Item Kumpulan Data:
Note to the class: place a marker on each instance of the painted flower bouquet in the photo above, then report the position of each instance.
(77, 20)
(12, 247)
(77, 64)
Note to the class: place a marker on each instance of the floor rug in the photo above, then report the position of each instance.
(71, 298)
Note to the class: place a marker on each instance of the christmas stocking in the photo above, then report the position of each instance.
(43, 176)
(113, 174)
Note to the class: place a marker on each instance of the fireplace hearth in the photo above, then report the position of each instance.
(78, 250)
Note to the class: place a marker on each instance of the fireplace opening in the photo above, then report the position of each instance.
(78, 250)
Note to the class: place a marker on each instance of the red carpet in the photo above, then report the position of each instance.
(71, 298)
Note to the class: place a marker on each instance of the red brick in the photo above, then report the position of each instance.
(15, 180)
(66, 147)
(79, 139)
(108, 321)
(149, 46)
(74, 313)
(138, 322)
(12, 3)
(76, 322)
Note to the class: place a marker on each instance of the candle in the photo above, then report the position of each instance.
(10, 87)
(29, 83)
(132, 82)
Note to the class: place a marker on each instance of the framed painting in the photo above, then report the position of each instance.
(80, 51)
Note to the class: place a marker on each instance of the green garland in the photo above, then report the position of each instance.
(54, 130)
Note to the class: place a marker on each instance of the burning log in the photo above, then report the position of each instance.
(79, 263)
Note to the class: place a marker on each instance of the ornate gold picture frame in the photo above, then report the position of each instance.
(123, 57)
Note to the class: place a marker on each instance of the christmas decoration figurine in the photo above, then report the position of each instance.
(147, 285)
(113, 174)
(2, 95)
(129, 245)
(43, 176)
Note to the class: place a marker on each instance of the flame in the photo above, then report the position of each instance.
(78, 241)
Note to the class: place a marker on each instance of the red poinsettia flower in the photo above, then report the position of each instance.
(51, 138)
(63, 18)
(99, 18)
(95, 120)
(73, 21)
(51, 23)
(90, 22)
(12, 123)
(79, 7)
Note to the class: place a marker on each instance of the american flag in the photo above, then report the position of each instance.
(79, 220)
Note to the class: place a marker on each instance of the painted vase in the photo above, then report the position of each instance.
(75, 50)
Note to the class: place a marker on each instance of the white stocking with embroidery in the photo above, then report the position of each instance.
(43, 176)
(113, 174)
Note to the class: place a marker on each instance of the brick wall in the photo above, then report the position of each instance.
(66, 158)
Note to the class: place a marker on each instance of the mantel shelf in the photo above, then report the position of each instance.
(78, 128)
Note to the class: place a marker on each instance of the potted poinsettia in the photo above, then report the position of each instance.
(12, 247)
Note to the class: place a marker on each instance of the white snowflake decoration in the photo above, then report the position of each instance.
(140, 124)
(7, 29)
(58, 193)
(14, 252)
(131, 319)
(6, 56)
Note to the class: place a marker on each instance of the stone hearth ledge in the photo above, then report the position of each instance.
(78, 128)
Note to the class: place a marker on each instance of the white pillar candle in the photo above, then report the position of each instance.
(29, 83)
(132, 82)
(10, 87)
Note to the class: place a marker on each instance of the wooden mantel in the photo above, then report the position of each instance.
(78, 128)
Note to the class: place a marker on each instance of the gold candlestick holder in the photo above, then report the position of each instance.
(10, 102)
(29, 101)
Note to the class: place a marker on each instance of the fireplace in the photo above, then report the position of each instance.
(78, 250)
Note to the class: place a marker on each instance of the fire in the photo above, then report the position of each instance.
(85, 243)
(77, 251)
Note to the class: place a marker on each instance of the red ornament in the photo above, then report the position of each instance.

---

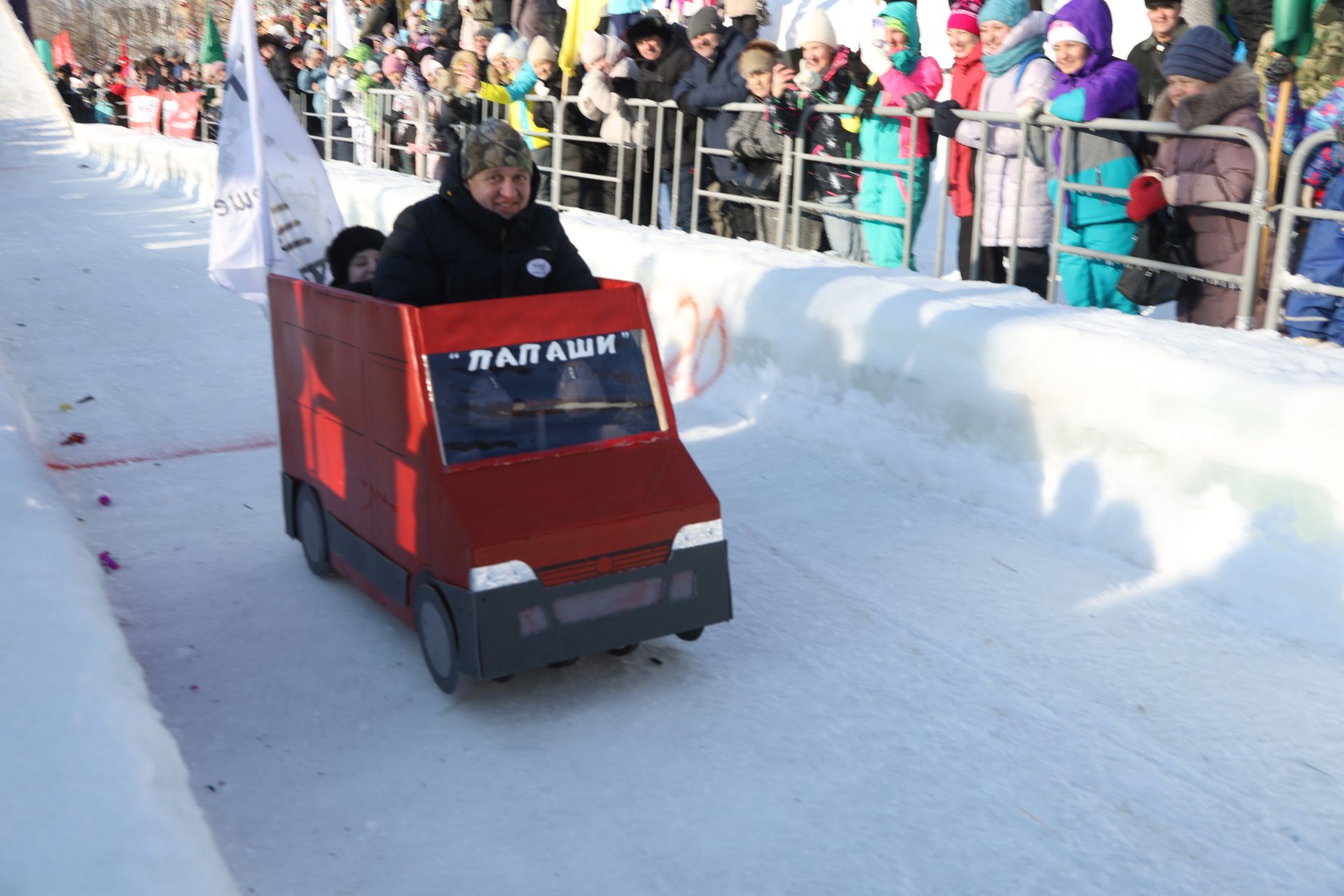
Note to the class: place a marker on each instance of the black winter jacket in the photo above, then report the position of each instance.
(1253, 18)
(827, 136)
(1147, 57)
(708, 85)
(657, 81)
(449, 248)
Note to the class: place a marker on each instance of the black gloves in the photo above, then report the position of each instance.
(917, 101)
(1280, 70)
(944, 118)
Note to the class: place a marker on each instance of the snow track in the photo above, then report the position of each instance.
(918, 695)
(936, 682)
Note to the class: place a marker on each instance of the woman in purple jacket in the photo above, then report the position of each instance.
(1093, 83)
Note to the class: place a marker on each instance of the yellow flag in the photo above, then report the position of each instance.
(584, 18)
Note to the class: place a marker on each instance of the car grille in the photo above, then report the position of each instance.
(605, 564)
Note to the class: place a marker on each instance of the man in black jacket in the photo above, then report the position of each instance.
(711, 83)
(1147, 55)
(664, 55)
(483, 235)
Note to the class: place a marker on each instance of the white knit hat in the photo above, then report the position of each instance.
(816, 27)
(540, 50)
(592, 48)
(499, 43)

--

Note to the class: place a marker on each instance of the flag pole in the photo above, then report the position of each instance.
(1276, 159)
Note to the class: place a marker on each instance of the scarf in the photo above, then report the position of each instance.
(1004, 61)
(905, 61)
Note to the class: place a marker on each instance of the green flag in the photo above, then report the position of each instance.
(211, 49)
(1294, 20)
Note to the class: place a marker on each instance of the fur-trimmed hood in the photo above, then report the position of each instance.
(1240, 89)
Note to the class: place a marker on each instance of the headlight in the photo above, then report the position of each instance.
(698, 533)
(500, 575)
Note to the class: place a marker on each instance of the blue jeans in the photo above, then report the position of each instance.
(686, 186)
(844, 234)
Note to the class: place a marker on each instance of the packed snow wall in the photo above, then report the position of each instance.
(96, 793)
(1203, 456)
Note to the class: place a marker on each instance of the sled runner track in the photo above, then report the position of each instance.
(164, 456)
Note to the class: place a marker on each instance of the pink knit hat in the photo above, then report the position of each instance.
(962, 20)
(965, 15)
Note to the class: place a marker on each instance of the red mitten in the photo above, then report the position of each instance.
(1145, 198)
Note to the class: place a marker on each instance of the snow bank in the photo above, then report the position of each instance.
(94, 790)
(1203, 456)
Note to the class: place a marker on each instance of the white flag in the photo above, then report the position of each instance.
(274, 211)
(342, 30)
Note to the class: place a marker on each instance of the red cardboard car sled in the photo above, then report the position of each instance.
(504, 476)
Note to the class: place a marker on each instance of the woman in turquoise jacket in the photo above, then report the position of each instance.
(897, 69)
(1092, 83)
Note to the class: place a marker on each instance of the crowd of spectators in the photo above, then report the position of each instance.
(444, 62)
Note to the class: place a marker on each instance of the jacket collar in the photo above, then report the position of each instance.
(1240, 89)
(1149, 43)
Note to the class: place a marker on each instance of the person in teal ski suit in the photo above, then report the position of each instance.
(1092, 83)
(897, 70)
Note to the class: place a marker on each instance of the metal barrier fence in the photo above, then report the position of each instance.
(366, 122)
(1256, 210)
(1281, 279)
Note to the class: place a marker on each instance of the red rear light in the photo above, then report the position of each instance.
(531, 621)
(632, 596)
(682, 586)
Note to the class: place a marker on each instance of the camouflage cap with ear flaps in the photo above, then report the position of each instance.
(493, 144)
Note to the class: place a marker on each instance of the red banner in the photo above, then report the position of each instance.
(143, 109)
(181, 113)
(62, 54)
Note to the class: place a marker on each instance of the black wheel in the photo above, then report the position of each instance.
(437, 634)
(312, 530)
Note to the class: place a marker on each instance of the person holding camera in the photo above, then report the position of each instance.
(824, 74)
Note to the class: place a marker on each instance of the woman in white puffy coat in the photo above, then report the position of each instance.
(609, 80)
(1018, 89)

Yang Harus Dikerjakan:
Daftarkan setiap baris dalam item di atas yang memuat kata "mantel", dan salin baris tersebut secara utuh.

Penyelesaian Tertulis:
Note to the class: place a marker on each instance of the mantel shelf in the photo above, then report the position of each instance.
Note to the class: place a marker on each instance of the wooden mantel in the photo above, then report the position of each instance.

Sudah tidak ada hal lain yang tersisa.